What the task asks | Copy out the listing exactly.

##########

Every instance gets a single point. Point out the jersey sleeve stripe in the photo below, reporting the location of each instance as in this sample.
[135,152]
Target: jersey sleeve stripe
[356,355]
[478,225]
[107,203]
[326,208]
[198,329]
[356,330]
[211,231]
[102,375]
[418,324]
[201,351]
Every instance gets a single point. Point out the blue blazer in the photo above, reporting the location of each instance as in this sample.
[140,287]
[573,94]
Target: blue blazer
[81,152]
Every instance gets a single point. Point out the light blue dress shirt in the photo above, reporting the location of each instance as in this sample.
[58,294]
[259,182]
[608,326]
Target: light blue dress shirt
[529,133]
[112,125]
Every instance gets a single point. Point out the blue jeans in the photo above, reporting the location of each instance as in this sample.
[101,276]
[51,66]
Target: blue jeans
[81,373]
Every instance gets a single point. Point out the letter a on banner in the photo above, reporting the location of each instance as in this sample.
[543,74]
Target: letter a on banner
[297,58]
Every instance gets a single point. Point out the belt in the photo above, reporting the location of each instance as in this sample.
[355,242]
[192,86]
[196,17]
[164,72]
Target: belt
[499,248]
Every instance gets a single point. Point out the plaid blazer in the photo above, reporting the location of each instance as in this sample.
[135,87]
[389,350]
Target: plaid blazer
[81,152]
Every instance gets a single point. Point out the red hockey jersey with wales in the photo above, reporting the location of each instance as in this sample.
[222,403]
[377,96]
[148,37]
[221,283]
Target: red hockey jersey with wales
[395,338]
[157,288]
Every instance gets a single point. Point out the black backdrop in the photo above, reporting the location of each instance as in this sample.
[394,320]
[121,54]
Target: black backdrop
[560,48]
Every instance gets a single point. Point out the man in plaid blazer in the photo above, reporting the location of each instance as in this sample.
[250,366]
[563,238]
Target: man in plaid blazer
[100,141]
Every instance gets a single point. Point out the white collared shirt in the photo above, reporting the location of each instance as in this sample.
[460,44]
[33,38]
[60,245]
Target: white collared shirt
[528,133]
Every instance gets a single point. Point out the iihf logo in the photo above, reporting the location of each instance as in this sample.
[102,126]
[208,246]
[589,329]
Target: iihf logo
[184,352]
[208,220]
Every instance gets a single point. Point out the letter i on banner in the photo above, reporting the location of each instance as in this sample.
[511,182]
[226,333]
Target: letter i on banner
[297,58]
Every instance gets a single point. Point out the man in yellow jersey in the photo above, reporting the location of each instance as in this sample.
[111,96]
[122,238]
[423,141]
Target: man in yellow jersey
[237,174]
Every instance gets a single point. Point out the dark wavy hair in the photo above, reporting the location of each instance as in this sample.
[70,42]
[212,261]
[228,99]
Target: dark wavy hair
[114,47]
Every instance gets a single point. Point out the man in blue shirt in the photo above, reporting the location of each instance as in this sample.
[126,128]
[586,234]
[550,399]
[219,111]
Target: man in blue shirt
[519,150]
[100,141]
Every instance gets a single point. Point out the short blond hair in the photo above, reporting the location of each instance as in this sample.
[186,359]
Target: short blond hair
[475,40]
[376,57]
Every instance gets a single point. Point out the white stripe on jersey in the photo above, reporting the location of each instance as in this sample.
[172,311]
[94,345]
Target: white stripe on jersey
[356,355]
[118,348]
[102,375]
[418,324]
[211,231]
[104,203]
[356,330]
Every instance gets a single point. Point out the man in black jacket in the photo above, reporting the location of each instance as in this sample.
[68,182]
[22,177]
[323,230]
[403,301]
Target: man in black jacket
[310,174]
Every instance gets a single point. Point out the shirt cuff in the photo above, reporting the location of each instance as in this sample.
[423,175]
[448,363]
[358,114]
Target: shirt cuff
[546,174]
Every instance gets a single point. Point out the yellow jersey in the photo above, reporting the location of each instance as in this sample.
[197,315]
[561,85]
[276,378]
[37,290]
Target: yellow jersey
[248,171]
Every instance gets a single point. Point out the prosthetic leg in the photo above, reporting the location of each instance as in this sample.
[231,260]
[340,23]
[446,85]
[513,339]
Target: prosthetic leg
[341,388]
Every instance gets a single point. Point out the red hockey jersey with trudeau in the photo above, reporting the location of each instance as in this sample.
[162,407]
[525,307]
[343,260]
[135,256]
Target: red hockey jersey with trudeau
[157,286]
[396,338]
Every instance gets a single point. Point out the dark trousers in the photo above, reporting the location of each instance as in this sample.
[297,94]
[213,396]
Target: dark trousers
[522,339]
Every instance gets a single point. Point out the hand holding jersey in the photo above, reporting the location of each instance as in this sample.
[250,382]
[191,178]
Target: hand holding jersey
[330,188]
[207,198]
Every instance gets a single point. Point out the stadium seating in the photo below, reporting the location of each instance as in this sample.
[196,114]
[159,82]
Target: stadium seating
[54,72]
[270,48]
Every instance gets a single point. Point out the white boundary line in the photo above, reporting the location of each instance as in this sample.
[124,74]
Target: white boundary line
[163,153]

##########

The completed task |
Every instance gets a single point. Point out the jersey sleeve stripe in the photo below, reporting the location of each instance as in this sample.
[135,152]
Target: jersey sleeve stripe
[356,355]
[478,225]
[107,203]
[326,208]
[198,329]
[356,330]
[211,231]
[102,375]
[418,324]
[201,351]
Every instance gets a single point. Point out the blue blazer in the photo above, reporting the location of each instance as in this sample.
[140,287]
[573,94]
Target: blue blazer
[81,152]
Every instance gets a single point. Point out the light blue dress shirt in the photo above, reporting the location of each instance as in this sample.
[58,294]
[259,182]
[608,326]
Target: light blue dress shirt
[529,133]
[112,125]
Every instance gets a single point. Point out the blue jeans in the photo above, reporting the location of each instance as in this sample.
[101,276]
[51,66]
Target: blue jeans
[81,373]
Every instance gets a single point. Point out the letter a on banner in the photo above, reporting the location of each instance as in this sample.
[543,74]
Target: letter a on banner
[297,58]
Every instance gets a single point. Point out the belt in the photo above, reporting the location of each instance as in this sample.
[355,242]
[192,86]
[196,17]
[164,72]
Target: belt
[499,248]
Every instance gets a single point. Point out the plaid blazer in the photo above, reporting the location of each instance as in this sample.
[135,87]
[389,350]
Target: plaid blazer
[81,152]
Every instance gets a single point. Point out the red hockey jersey with wales in the photo above, reporting the location of each instance as in this sample.
[222,403]
[377,96]
[148,37]
[221,283]
Target: red hockey jersey with wales
[395,338]
[157,288]
Every instance gets a single point. Point out the black backdrop in the photo above, reporting the location of each instance as in this sample.
[394,320]
[121,54]
Target: black backdrop
[560,48]
Every instance gets a single point. Point out the man in plaid blazer in the photo above, reporting the location of each instance as in this sample.
[250,366]
[563,238]
Target: man in plaid blazer
[100,141]
Every instance gets a single point. Point out the white collared shirt in the photo above, reporting the location of each instance as in this sample.
[460,44]
[33,38]
[60,245]
Target: white collared shirt
[528,133]
Every instance gets a single point. Point out the iihf logo in the photo above, reporting the location of each instance as in this sample.
[102,126]
[208,246]
[589,329]
Target: iihf logo
[184,352]
[208,220]
Every instance gets a single point. Point out the letter i on banner in the photo above, reporting the location of each instance as in this sample.
[511,182]
[226,333]
Target: letter i on banner
[297,58]
Every instance gets a single point. Point out the man in yellow jersey in the photo above, reporting the location of each instance as in this sample.
[111,96]
[122,238]
[423,141]
Target: man in yellow jersey
[237,174]
Every instance gets a single point. Point out the dark wavy hair in the photo above, reporting the location of each instance as in this sample.
[70,42]
[212,261]
[228,99]
Target: dark wavy hair
[114,47]
Every instance gets a single point. Point out the man in blue shirt in the photo above, reporting the location of each instance as in this sample.
[126,128]
[586,234]
[550,399]
[219,111]
Target: man in blue shirt
[519,150]
[100,141]
Every instance gets a single point. Point out the short blond hair in the photo above, reporting the location of each instance as in this sample.
[186,359]
Target: short blond hair
[475,40]
[376,57]
Every instance gets a single point. Point out the white stripe on jersey in the photo above, reporting the location of each instance as in this sample.
[172,311]
[94,345]
Target: white stripe on jersey
[356,355]
[118,348]
[102,375]
[418,324]
[211,231]
[104,203]
[356,330]
Every instance gets a single point. Point out the man in black jacket in the photo above, reporting the location of each instance as in this sample.
[68,182]
[22,177]
[323,230]
[403,301]
Target: man in black jacket
[310,174]
Every instance gets a single point. Point out the shirt cuff in the photo above, reporting the location of each instance as in this sample.
[423,175]
[448,363]
[358,114]
Target: shirt cuff
[546,174]
Every instance gets a single point. Point out the yellow jersey in the photo above, reporting the location of each instance as in this sample.
[197,315]
[561,85]
[276,378]
[37,290]
Target: yellow jersey
[248,171]
Every instance gets a single point. Point out the prosthetic leg in the photo above, reporting the location of each instance as in this sample.
[231,260]
[340,23]
[446,85]
[513,339]
Target: prosthetic leg
[341,388]
Every instance gets a single point. Point out the red hockey jersey with trudeau in the photo above, reporting the location of each instance as in this sample.
[162,407]
[525,307]
[343,260]
[135,256]
Target: red hockey jersey with trudeau
[157,286]
[396,338]
Every instance gets a single point. Point out the dark trousers in the photo above, reporting the location of each instance as in this sample.
[297,94]
[213,396]
Target: dark trousers
[522,339]
Every instance gets a single point. Point out the hand holding jersey in the photo above, reporting the location of each instance as in this sample.
[250,382]
[191,178]
Target: hand holding jersey
[330,188]
[207,198]
Every instance gets a single point. Point out the stadium seating in the photo below, reporting the location of each instance as in this sample.
[196,114]
[159,82]
Target: stadium seating
[54,72]
[270,48]
Every instance gets a single point. Point out the white boundary line in the photo above, reporting the location of each instance as in this sample.
[124,74]
Target: white boundary line
[163,153]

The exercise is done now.